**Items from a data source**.
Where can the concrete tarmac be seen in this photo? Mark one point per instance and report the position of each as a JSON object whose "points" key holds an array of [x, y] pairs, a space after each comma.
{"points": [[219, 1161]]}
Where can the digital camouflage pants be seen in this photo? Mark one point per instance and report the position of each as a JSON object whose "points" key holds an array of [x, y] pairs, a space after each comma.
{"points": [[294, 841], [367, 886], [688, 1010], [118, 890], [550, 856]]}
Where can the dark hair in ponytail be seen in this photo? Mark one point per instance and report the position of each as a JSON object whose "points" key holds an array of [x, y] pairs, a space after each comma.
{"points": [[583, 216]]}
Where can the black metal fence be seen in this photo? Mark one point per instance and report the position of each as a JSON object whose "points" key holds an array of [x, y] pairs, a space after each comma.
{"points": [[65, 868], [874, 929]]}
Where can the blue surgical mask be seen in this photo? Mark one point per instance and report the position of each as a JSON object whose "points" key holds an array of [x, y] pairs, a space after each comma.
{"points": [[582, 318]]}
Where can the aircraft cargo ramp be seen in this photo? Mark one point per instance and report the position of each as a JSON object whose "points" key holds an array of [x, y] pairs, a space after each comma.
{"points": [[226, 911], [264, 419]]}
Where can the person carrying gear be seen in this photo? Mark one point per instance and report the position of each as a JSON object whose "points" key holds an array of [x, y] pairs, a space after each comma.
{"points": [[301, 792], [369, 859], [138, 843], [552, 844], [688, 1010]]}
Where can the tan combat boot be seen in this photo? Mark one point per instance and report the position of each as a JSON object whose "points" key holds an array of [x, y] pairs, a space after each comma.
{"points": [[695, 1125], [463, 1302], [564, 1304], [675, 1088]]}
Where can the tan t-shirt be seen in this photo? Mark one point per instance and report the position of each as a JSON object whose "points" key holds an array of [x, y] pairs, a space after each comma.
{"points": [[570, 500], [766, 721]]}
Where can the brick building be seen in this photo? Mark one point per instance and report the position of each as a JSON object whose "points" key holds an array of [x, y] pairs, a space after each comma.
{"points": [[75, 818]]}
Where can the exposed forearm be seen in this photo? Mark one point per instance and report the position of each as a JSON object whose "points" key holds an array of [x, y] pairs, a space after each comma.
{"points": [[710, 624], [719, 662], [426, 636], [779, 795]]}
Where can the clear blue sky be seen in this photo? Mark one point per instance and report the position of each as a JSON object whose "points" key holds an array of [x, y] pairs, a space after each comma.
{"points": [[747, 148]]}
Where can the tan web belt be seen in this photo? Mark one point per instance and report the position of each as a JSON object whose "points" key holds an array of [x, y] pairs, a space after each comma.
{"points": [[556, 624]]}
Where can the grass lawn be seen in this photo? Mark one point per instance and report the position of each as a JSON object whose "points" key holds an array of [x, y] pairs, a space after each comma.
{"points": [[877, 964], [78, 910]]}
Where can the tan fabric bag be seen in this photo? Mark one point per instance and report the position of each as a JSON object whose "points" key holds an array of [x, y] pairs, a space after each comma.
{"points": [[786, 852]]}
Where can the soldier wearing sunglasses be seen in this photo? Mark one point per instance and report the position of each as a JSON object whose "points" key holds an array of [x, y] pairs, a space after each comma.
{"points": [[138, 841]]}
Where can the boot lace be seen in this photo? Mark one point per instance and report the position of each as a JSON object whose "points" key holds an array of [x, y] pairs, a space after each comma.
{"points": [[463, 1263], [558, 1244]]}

**What is required**. Please repeat the material above, word for word and in full.

**Solution**.
Where can the concrete tarmac be seen in this photo? Mark one point per instance and report the position of each as a JSON object whose "points" key holds an array of [x, y] pairs, a space after each comma.
{"points": [[219, 1161]]}
Where can the digital camouflage pants be seen in this photo? Mark one point per instance and report the position of each as a JSON object whose "points" key holds an array of [x, y] pairs, a space after each comma.
{"points": [[294, 841], [367, 886], [688, 1010], [118, 890], [550, 856]]}
Where can the dark hair in ponytail be seen in this photo? Mark one point per instance and report the position of each as a JSON object whose "points" key holds an array of [x, y] pairs, a space after each comma.
{"points": [[583, 216]]}
Where can the black metal fence be seen in this photo? Mark one point per instance and report the position of each as a JSON object whose "points" key holds an array of [x, y] pairs, a space after each comma.
{"points": [[65, 868], [874, 929]]}
Where can the blue surgical mask be seen in this photo? Mark one point per instance and report the position of each as a JSON object whose "points" key holds an array of [x, y] pairs, a space after each comma.
{"points": [[582, 318]]}
Where can the aircraft cargo ramp be seen in this photo? Mark one point per instance and report the position of each as a JSON object whose "points" key holds an array of [x, y] pairs, a space after each comma.
{"points": [[226, 911], [264, 419]]}
Where can the person carrying gear be seen in this photo? Mark one point per instance and report the position of each as a JSON object whose "points" key holds an array of [x, y] pairs, a space after each comma.
{"points": [[301, 792], [369, 859], [138, 843], [552, 844], [688, 1010]]}
Where can the tan combat boot be seen in this photo? Mark one point per instance and report the position of each as a JSON object whose "points" key holds an array of [x, y] pairs, a space after each comma.
{"points": [[695, 1125], [463, 1302], [564, 1304], [675, 1088]]}
Where can the tan t-shirt be seen in this photo? Mark one point per instance and report the position of each as a JSON object whose "points" key holds an array of [x, y] pairs, a space after each comma.
{"points": [[570, 500], [766, 721]]}
Where can the brick building be seen in this photo? Mark one point per instance and report the position of each as a JSON object whose "points" key holds an array of [x, y] pairs, a space after each comma.
{"points": [[75, 818]]}
Where can the exposed forearm be seen in this photo? Mark one point per instance and report the position of each as a JSON object whose "points" key holds an array of [x, y] pairs, a space after each comma.
{"points": [[710, 624], [719, 662], [426, 636], [779, 795]]}
Where can the clear blue sky be seen in this photo? Mark one point per instance and report the position of each as a JSON object whose "points" key holds an array of [x, y] pairs, a space after each comma.
{"points": [[747, 148]]}
Where can the tan web belt be seen in this photo? Mark one point per instance and report the position of each as a JSON object whose "points" key holds an array of [x, y] pairs, a space after each comma.
{"points": [[556, 624]]}
Where can the grass lawn be seen in this photo? Mark one point per instance and report the position of each as a JSON object whose "points" key holds an array of [x, y] pairs, a space after each comma.
{"points": [[877, 964], [78, 910]]}
Where can the tan fabric bag be seen in this photo? Mark one point per instance and report the position of each as a JSON object whose "points" key holds an array of [x, y] pairs, a space after each comma.
{"points": [[786, 852]]}
Where can the soldier wearing sunglasses be seen in this photo? Mark one point per instance and report the position of each as a JSON object whose "points" key holds an array of [x, y] pairs, a space after each comma.
{"points": [[138, 841]]}
Where can the boot lace be seen in this photo? Mark one point per instance and report the position of each as a JSON object whose "points" key holds an array of [x, y] pairs, a space after each comma.
{"points": [[463, 1263], [558, 1244]]}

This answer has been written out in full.